- [WHAT IS EXPECTED]: The reply should be an exact repeat of the listing, with no pictures in it.

- [DATA SUPPLIED]:

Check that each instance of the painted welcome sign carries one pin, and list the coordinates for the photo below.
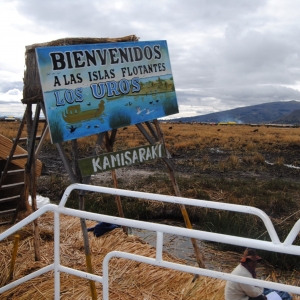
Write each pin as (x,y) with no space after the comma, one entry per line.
(120,159)
(94,88)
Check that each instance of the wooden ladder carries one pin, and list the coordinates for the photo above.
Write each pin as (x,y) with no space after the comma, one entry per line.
(11,205)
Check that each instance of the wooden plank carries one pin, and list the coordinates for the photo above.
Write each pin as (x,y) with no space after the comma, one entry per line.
(18,156)
(33,132)
(42,139)
(13,172)
(13,149)
(8,199)
(11,186)
(9,211)
(120,159)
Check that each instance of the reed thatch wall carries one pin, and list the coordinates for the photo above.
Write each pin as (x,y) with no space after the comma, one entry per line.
(32,91)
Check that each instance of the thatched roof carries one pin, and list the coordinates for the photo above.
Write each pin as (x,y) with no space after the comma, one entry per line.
(32,90)
(5,148)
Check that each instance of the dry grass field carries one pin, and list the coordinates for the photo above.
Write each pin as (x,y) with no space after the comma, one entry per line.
(251,165)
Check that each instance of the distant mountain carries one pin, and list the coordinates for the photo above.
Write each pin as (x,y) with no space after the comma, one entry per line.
(255,114)
(292,118)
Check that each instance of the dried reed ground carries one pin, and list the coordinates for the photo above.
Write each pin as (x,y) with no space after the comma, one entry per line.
(128,279)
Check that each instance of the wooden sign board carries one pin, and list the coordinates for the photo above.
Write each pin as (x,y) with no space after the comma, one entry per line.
(93,88)
(120,159)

- [ANSWER FOR THIS EXERCISE]:
Check that each instance of the painted welcome sign carries one pin, and list the coordinates for the photo below.
Write each pin as (x,y) with no space after the comma, one entry per line.
(120,159)
(94,88)
Check that each instance of the wooden ladder carries one pin, and list the coordinates for the photo above.
Write each pin as (x,y) with no space after the comma, one entry per line.
(11,205)
Check that each instance of the wooden plank carries one pin, and list the coordinates for the photo above.
Write each pin as (x,y) with no space after the comma, one entry per line.
(18,156)
(33,132)
(42,139)
(13,172)
(13,149)
(8,199)
(11,186)
(9,211)
(120,159)
Check that each instance of the reed thatch wall carries one pin, and list the coordinates for the photo above.
Write each pin as (x,y) with no space after the comma, one entry per line.
(32,91)
Check that each instance of the thatched roof carries one pin, and list the coordinates for the photo above.
Write each pin as (x,y) with no space after the comma, one entry per line.
(32,90)
(5,148)
Check that each instance of the dry grass field carries one pin, and list the coordinates for the photo above.
Write each pin as (x,y) with no space after the comma, one entry per line.
(251,165)
Check that each instance of the distant mountain carries one pin, and list the coordinates for the photo above.
Write each pin as (x,y) with no space after the comma, one entry per line.
(255,114)
(292,118)
Check that each instance of the dried reed ground carries one pin, and list the coordinates for the photo above.
Write each pin as (x,y) with no space after the comma, one entry per line.
(128,279)
Check that each instance of the wooden sign board carries one pin, and list the coordinates for the photo above.
Write each pin as (x,y) with no space after the comma, one entry per line.
(93,88)
(120,159)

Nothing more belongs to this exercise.